■ **Problem to work on**
Since the entries below must stay intact, return each one exactly.

Stored data entries
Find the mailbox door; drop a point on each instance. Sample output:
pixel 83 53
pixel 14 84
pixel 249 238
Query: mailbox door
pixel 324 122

■ **Solution to this problem**
Find the mailbox door; drop a point on each instance. Sample output:
pixel 83 53
pixel 14 84
pixel 249 238
Query: mailbox door
pixel 324 122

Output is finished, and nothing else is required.